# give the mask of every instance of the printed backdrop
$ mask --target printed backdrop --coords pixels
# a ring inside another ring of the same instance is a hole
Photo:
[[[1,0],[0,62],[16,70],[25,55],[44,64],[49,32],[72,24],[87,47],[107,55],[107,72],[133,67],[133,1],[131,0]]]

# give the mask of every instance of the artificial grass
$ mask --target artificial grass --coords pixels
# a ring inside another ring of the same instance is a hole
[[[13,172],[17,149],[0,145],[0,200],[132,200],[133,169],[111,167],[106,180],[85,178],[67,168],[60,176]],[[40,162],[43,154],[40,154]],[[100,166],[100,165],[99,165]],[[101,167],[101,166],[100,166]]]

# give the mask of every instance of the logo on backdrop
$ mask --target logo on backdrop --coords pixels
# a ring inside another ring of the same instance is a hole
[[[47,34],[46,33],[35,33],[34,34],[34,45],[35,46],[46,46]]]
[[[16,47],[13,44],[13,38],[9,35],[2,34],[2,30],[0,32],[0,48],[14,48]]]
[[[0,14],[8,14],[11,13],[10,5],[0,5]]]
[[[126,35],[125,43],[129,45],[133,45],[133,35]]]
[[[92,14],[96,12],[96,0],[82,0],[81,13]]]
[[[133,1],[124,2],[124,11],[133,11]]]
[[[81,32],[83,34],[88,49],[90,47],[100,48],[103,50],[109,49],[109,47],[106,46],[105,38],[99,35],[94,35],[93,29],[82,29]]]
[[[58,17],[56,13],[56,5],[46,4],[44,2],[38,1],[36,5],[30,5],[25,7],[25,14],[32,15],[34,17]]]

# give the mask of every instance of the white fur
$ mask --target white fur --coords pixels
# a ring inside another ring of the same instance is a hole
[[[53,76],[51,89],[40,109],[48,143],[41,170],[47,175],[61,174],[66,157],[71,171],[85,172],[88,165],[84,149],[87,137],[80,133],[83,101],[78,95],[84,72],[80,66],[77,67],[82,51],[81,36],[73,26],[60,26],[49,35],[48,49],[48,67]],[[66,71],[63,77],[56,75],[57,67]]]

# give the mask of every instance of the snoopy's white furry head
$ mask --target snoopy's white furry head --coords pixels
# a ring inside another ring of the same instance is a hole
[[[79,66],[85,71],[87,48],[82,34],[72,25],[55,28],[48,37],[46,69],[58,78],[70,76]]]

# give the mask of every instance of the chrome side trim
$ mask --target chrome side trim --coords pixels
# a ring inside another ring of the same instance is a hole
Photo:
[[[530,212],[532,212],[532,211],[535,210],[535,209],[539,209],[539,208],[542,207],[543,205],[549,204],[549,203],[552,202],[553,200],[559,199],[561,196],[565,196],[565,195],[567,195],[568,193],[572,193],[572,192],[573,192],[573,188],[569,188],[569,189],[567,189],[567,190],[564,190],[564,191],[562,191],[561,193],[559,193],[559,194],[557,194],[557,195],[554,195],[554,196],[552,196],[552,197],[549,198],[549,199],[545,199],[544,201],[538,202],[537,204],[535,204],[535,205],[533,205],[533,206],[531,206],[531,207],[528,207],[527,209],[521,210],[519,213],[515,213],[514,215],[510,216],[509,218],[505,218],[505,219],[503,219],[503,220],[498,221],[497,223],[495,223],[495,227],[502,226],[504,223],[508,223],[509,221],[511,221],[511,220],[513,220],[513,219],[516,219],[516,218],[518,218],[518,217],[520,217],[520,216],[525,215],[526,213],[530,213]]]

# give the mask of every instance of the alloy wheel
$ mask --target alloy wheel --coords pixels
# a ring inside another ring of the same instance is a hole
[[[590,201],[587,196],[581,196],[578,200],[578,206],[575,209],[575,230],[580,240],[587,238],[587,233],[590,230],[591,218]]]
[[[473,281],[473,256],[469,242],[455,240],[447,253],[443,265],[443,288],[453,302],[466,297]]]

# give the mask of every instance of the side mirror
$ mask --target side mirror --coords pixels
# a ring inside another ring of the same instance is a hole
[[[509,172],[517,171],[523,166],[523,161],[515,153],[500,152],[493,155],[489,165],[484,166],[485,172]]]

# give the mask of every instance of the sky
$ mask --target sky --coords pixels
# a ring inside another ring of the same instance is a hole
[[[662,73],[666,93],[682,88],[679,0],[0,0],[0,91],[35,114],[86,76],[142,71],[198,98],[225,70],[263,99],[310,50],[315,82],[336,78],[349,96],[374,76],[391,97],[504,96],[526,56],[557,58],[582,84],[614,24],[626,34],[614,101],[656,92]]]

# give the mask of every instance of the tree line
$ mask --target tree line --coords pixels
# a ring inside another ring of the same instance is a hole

### What you need to do
Your task is to quote all of the data word for word.

### Exercise response
# give the mask of every instance of the printed backdrop
$ mask --target printed backdrop --coords pixels
# a ring inside another ring of the same instance is a hole
Photo:
[[[1,0],[0,62],[16,70],[25,55],[44,64],[49,32],[72,24],[87,47],[107,55],[107,72],[133,67],[133,1],[131,0]]]

# give the mask of every instance of the artificial grass
$ mask --target artificial grass --coords pixels
# a ring inside another ring of the same instance is a hole
[[[13,172],[17,149],[0,145],[0,200],[132,200],[133,169],[111,167],[106,180],[85,178],[67,168],[60,176]],[[40,162],[43,154],[40,154]],[[100,166],[100,165],[99,165]],[[101,167],[101,166],[100,166]]]

# give the mask of every instance of the logo on backdrop
$ mask --target logo on backdrop --coords pixels
# a ring inside another ring of the same instance is a hole
[[[47,34],[46,33],[35,33],[34,34],[34,45],[35,46],[46,46]]]
[[[16,47],[13,44],[13,38],[9,35],[2,34],[2,30],[0,32],[0,48],[14,48]]]
[[[0,14],[8,14],[11,13],[10,5],[0,5]]]
[[[126,35],[125,43],[129,45],[133,45],[133,35]]]
[[[92,14],[96,12],[96,0],[82,0],[81,13]]]
[[[133,1],[124,2],[124,11],[133,11]]]
[[[81,32],[83,34],[88,49],[90,47],[100,48],[103,50],[109,49],[109,47],[106,46],[105,38],[99,35],[94,35],[93,29],[82,29]]]
[[[58,17],[56,13],[56,5],[46,4],[44,2],[38,1],[36,5],[30,5],[25,7],[25,14],[32,15],[34,17]]]

# give the mask of every instance of the white fur
$ mask --target white fur --coords pixels
# a ring inside another ring of the same instance is a hole
[[[53,76],[51,89],[40,109],[48,143],[41,170],[47,175],[61,174],[66,157],[71,171],[85,172],[88,165],[84,149],[87,137],[80,133],[83,101],[78,95],[84,72],[80,66],[77,67],[82,51],[81,36],[73,26],[60,26],[49,35],[48,49],[48,67]],[[66,71],[63,77],[56,75],[57,67]]]

# give the mask of every instance of the snoopy's white furry head
$ mask --target snoopy's white furry head --coords pixels
# a ring inside another ring of the same instance is a hole
[[[79,66],[85,71],[87,48],[82,34],[72,25],[55,28],[48,37],[46,69],[58,78],[70,76]]]

# give the mask of every instance of the chrome side trim
$ mask --target chrome side trim --coords pixels
# a ring inside another ring of the same instance is a hole
Photo:
[[[530,212],[532,212],[532,211],[535,210],[535,209],[539,209],[539,208],[542,207],[543,205],[549,204],[549,203],[552,202],[553,200],[559,199],[561,196],[565,196],[565,195],[567,195],[568,193],[572,193],[572,192],[573,192],[573,188],[569,188],[569,189],[567,189],[567,190],[564,190],[564,191],[562,191],[561,193],[559,193],[559,194],[557,194],[557,195],[554,195],[554,196],[552,196],[552,197],[549,198],[549,199],[545,199],[544,201],[538,202],[537,204],[535,204],[535,205],[533,205],[533,206],[531,206],[531,207],[528,207],[527,209],[521,210],[519,213],[515,213],[514,215],[510,216],[509,218],[505,218],[505,219],[503,219],[503,220],[498,221],[497,223],[495,223],[495,227],[502,226],[504,223],[508,223],[509,221],[511,221],[511,220],[513,220],[513,219],[516,219],[516,218],[518,218],[518,217],[520,217],[520,216],[525,215],[526,213],[530,213]]]

# give the mask of every instance of the alloy wheel
$ mask --target alloy wheel --coords pixels
# a ring inside another ring of the same instance is a hole
[[[590,201],[587,196],[581,196],[578,200],[578,206],[575,209],[575,230],[580,240],[587,238],[587,233],[590,230],[591,218]]]
[[[473,281],[473,256],[469,242],[455,240],[447,253],[443,265],[443,288],[453,302],[466,297]]]

# give the mask of every instance of the side mirror
$ mask --target side mirror --coords pixels
# a ring inside another ring of the same instance is a hole
[[[509,172],[517,171],[523,166],[523,161],[515,153],[500,152],[493,155],[489,165],[484,166],[485,172]]]

# give the mask of every instance of the sky
$ mask --target sky --coords pixels
# a ring inside another ring of the same instance is a hole
[[[662,73],[666,93],[682,88],[679,0],[0,0],[0,91],[35,114],[86,76],[142,71],[198,98],[225,70],[263,99],[310,50],[315,82],[336,78],[349,96],[374,76],[391,97],[504,96],[526,56],[557,58],[582,84],[614,24],[626,34],[614,101],[656,92]]]

# give the mask of every instance of the tree line
$ mask --target tree line --coords pixels
# a ring inside another ring of the same instance is a hole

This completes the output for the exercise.